# TEXT TO READ
== == ==

Hessian Matrix of an Angle in Terms of the Vertices

Question

Hessian Matrix of an Angle in Terms of the Vertices

426 Views Asked by Bumbble Comm At 30 Mar 2026 - 8:24

I am attempting to derive the analytical formula for the Hessian matrix of a the second derivatives of the value of an angle in terms of the (9) coordinates of the 3 3D points that define it. While I have derived a formula for this (given below), when I attempt to validate it numerically, I get incorrect answers; e.g., non-symmetric matrices. I suspect that I have misunderstood or misapplied some principle of vector calculus in coming up with these formulae and would appreciate it if anyone can either (a) find the error, (b) provide an alternate formula, or (c) point me toward a derivation elsewhere.

== == ==

# DATA BLOCK
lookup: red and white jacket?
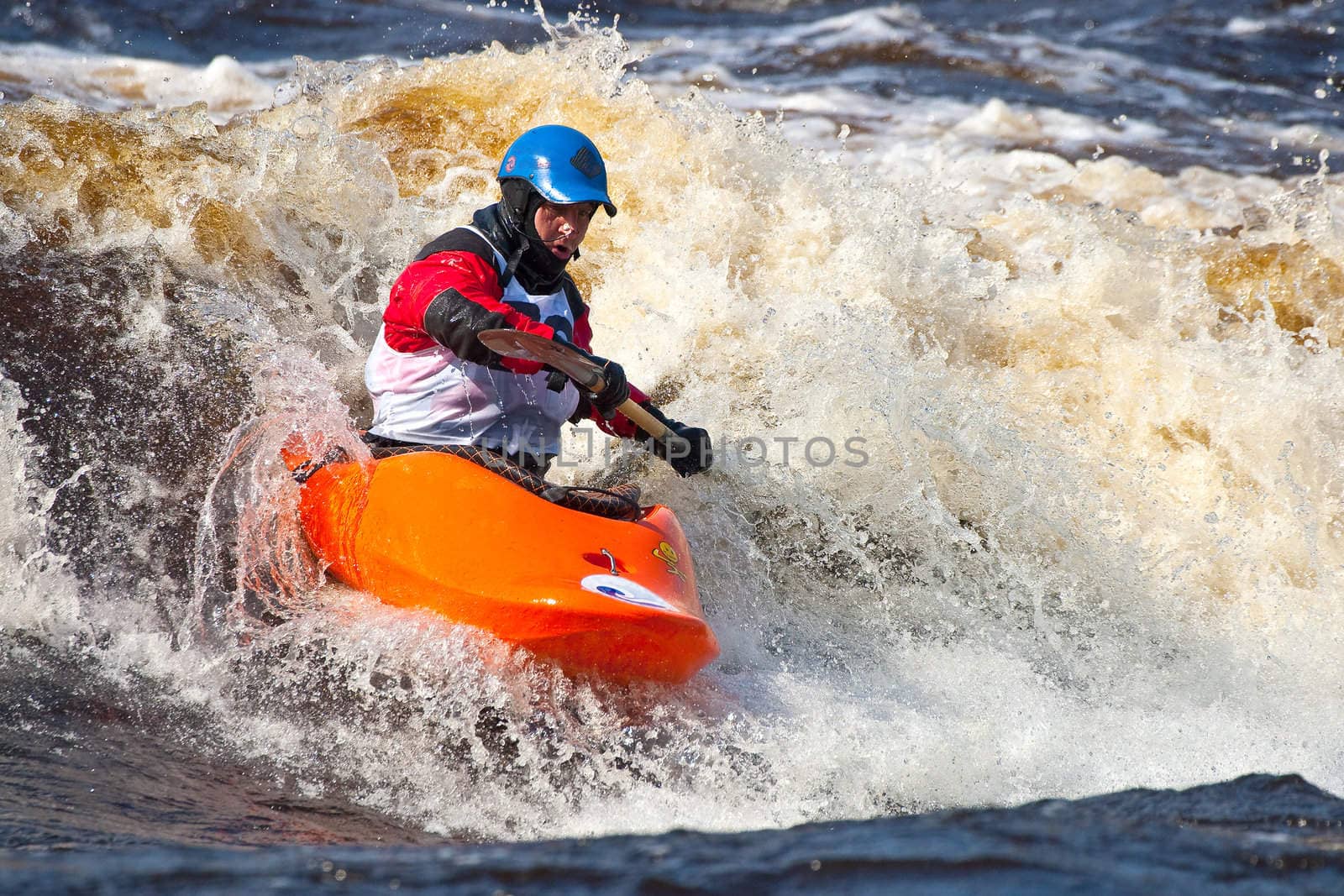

== == ==

# WRITTEN TASK
In the question about the Hessian of an angle, condense the paragraph that begins "I am attempting to derive" into a short list that keeps its main facts.

# EXERCISE RESULT
- Goal: an analytical formula for the Hessian matrix of second derivatives of an angle's value with respect to the 9 coordinates of the three 3D points that define it.
- A formula has been derived, but numerical checks give incorrect results, such as non-symmetric matrices.
- Suspected cause: a misunderstood or misapplied principle of vector calculus.
- Help sought: (a) finding the error, (b) an alternate formula, or (c) a pointer to a derivation elsewhere.